▶ [Brief A]:
In the Advent of Code 2022 day 8 code, which variable does the part1 function print at the end?

▶ [Passage]:
--- --- ---

Advent of Code 2022 day 8 🧵

What a pain

Part 1:

fun part1(input: List<String>): Unit {
    val height = input.size
    val width = input.first().length
    val grid = input.map { it.map { it.digitToInt() } }
    var numVisible = 0

    for (h in 0 until height) {
        for (w in 0 until width) {
            val curr = grid[h][w]
            if (w == 0) {
                numVisible++
            } else if (h == 0) {
                numVisible++
            } else if (w == width - 1) {
                numVisible++
            } else if (h == height - 1) {
                numVisible++
            } else {
                val columnValues = grid.map { it[w] }
                val leftVisible = grid[h].take(w).all { it < curr }
                val rightVisible = grid[h].drop(w + 1).all { it < curr }
                val topVisible = columnValues.take(h).all { it < curr }
                val bottomVisible = columnValues.drop(h + 1).all { it < curr }
                if (leftVisible || rightVisible || topVisible || bottomVisible) {
                    numVisible++
                }
            }
        }
    }
    println(numVisible)
}

Part 2:

fun part2(input: List<String>): Unit {
    fun <T> List<T>.indexOfLastSequential(predicate: (T) -> Boolean): Int {
        val iterator = this.listIterator()
        while (iterator.hasNext()) {
            if (!predicate(iterator.next())) {
                return iterator.previousIndex()
            }
        }
        return size - 1
    }

    val height = input.size
    val width = input.first().length
    var highestScenicScore = 0
    val grid = input.map { it.map { it.digitToInt() } }
    println(grid)

--- --- ---

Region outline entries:
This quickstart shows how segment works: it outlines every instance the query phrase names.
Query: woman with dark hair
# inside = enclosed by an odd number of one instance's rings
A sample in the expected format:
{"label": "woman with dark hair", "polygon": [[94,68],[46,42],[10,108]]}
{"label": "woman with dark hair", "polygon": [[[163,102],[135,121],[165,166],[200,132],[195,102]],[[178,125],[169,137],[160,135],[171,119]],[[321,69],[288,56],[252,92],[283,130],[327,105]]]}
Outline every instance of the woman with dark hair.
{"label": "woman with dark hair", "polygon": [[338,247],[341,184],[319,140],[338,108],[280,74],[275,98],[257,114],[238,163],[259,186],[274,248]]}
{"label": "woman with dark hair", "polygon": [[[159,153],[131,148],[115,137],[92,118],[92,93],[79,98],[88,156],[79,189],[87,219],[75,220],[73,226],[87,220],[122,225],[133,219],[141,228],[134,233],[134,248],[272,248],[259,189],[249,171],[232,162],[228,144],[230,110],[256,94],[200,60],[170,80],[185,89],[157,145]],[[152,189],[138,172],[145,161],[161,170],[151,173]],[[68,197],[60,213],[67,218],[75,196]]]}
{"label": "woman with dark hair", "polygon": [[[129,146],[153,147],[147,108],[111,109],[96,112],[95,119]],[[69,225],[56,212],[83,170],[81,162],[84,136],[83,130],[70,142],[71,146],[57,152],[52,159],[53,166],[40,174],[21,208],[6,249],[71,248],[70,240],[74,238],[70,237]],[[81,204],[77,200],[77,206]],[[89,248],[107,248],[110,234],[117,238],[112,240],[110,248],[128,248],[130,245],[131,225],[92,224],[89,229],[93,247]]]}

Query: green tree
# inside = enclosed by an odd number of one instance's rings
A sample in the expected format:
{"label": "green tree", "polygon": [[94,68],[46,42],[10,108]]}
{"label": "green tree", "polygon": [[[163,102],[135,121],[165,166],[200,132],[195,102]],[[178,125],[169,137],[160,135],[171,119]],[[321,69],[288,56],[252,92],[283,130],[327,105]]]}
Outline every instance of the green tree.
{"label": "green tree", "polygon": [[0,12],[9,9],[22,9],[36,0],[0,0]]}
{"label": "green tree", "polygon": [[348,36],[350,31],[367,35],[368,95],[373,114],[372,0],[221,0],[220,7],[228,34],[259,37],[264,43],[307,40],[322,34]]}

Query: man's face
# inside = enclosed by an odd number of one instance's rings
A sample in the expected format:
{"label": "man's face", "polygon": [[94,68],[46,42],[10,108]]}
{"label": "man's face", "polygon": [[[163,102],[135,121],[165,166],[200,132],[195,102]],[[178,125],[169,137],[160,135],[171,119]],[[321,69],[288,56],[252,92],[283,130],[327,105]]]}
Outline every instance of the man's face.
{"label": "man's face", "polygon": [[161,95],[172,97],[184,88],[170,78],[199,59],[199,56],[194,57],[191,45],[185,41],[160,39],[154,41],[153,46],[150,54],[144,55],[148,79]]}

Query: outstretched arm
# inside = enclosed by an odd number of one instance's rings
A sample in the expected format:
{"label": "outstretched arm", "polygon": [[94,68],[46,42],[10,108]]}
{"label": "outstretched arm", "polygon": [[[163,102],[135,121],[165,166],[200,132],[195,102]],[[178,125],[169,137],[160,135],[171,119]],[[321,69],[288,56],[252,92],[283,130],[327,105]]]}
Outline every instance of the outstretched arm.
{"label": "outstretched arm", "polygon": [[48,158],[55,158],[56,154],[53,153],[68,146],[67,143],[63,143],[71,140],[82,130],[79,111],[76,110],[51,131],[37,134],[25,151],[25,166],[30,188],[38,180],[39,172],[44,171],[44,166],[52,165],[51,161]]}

--- --- ---

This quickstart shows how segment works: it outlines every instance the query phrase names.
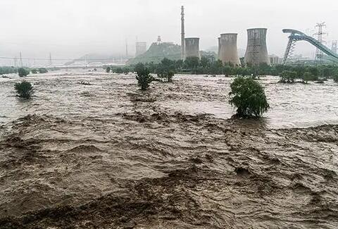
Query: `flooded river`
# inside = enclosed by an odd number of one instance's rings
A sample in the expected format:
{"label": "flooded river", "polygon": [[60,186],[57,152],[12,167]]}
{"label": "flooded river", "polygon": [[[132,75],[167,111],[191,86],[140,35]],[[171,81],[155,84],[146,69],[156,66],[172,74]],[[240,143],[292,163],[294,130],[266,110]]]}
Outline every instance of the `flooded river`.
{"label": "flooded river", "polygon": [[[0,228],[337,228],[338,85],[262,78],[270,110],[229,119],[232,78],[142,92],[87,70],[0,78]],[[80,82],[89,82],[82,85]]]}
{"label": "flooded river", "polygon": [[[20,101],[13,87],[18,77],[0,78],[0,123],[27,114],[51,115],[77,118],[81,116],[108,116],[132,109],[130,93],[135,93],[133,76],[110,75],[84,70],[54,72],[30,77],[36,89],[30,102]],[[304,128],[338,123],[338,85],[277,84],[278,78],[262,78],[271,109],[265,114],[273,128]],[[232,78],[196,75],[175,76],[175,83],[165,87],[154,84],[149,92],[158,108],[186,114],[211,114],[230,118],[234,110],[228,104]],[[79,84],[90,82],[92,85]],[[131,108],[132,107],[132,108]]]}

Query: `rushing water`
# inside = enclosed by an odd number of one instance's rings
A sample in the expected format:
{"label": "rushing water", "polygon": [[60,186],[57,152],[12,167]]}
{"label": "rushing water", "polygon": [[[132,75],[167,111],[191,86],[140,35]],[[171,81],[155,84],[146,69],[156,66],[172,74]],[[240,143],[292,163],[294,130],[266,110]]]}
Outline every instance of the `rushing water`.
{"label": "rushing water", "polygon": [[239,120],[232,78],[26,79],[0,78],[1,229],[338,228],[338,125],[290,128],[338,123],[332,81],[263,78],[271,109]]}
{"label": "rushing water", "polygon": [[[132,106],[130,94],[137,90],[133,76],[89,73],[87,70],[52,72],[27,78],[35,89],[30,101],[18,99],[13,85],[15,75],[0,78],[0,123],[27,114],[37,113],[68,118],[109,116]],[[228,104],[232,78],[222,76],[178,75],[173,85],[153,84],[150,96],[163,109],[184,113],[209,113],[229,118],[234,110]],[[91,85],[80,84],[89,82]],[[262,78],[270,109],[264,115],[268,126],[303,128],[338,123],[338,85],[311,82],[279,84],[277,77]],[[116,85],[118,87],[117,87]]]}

--- --- ---

▶ [Brief B]:
In the region outline entries, write out unchanged the lines from the one containing "Query: outstretched arm" up to and including the one containing "Outline every instance of the outstretched".

▶ [Exercise output A]:
It prints numVisible.

▶ [Exercise output B]:
Query: outstretched arm
# inside = enclosed by an odd number of one instance's rings
A sample in the expected format:
{"label": "outstretched arm", "polygon": [[94,68],[46,42],[10,108]]}
{"label": "outstretched arm", "polygon": [[[163,102],[135,121],[165,166],[200,132],[195,102]],[[178,125],[169,137],[160,135],[171,119]],[[321,69],[288,56],[252,92],[283,130],[327,105]]]}
Outline every instance of the outstretched arm.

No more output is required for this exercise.